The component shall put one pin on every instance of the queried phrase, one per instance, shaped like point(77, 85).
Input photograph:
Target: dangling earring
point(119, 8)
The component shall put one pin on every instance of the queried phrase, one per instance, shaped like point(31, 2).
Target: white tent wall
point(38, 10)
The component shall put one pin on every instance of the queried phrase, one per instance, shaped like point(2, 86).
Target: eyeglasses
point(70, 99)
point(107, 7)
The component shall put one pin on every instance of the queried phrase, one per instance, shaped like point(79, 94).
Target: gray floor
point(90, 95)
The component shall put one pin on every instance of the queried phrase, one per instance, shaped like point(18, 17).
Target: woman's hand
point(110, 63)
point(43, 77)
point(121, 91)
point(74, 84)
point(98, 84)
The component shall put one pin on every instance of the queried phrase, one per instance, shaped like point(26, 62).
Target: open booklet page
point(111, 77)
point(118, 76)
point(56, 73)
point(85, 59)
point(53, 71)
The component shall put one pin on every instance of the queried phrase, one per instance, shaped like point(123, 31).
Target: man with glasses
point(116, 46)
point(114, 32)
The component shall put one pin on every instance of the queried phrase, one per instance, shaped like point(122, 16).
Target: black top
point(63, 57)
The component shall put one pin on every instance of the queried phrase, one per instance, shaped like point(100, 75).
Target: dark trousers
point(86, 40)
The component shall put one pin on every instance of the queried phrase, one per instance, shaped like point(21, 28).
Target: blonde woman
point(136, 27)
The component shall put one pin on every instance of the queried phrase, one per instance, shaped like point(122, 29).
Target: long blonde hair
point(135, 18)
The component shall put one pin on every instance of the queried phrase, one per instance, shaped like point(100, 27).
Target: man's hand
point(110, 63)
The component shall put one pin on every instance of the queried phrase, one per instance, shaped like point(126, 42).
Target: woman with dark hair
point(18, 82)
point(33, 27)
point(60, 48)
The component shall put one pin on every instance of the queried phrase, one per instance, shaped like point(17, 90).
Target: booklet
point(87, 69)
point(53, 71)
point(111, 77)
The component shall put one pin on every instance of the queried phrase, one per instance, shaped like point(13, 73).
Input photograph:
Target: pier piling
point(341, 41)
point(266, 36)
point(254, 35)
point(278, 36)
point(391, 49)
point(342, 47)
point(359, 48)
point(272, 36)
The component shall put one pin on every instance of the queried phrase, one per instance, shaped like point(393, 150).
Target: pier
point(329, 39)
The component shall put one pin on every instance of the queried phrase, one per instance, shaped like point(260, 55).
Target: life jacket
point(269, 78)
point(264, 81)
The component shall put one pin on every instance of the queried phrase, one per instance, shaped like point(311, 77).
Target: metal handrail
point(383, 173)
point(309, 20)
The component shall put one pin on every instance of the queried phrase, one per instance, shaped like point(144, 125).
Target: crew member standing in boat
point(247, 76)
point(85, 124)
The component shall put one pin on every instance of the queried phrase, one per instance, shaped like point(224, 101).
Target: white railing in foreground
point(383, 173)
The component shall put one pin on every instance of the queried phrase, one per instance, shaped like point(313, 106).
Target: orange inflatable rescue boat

+ + +

▸ Short task: Reproduce every one of the entries above word for word, from the first line through the last.

▸ Solution to this exercise:
The component shall put one pin on every instance of the queried phrase, one per instance, shaped like point(77, 85).
Input photograph:
Target: dangling earring
point(119, 8)
The component shall put one pin on every instance of the queried phrase, one per instance, shaped like point(31, 2).
Target: white tent wall
point(38, 10)
The component shall put one pin on every instance of the queried phrase, one per instance, shaped like point(2, 86).
Target: eyeglasses
point(70, 99)
point(107, 7)
The component shall put one pin on every instance of the queried phrase, one per instance, shaped like point(79, 94).
Target: gray floor
point(90, 95)
The component shall put one pin on every instance of the queried phrase, one per instance, shaped like point(18, 17).
Target: woman's hand
point(110, 63)
point(43, 77)
point(121, 91)
point(74, 84)
point(98, 84)
The component shall put one pin on every instance of the queried phrase, one per instance, shaped like point(26, 62).
Target: open booklet page
point(111, 77)
point(118, 76)
point(56, 73)
point(85, 59)
point(53, 71)
The component shall put one pin on every instance of the queried phrase, one per instance, shaped like point(123, 31).
Target: man with glasses
point(116, 46)
point(114, 32)
The component shall put one pin on every instance of the queried phrase, one per instance, shaped like point(122, 16).
Target: black top
point(63, 57)
The component shall put one pin on every instance of the queried phrase, one per instance, shaped like point(100, 75).
Target: dark trousers
point(86, 40)
The component shall put one pin on every instance of the queried phrase, one per instance, shaped like point(21, 28).
Target: blonde woman
point(136, 27)
The component shall put one pin on every instance of the queried phrase, one per instance, shaped like point(122, 29).
Target: long blonde hair
point(135, 18)
The component shall put one pin on every instance of the queried phrase, one per instance, shaped like point(100, 27).
Target: man's hand
point(110, 63)
The component shall put one pin on every instance of the queried phrase, one per instance, shaped like point(126, 42).
Target: woman with dark hair
point(18, 82)
point(33, 27)
point(60, 48)
The component shall put one pin on every instance of the queried phrase, one per instance, shaped like point(17, 90).
Target: booklet
point(87, 69)
point(53, 71)
point(111, 77)
The component shall put one pin on every instance of the queried phrase, one per instance, shaped like point(13, 73).
Input photograph:
Target: pier piling
point(341, 41)
point(266, 36)
point(254, 35)
point(278, 36)
point(391, 49)
point(342, 47)
point(359, 48)
point(272, 36)
The component shall put one pin on every instance of the queried phrase, one per instance, shaped like point(393, 150).
Target: pier
point(329, 39)
The component shall put one pin on every instance of the queried phrase, one per instance, shaped like point(260, 55).
Target: life jacket
point(269, 78)
point(264, 81)
The component shall put one pin on every instance of the queried phrase, one per instance, shaped like point(311, 77).
Target: metal handrail
point(383, 173)
point(309, 20)
The component shall put one pin on every instance of the queried phrase, one per instance, shaped like point(144, 125).
Target: crew member standing in boat
point(247, 76)
point(85, 124)
The component shall put one pin on every instance of the queried phrase, one per instance, shaped like point(224, 101).
Target: white railing in foreground
point(383, 173)
The component shall put one pin on every instance of the queried phrase, one per instance, shaped like point(313, 106).
Target: orange inflatable rescue boat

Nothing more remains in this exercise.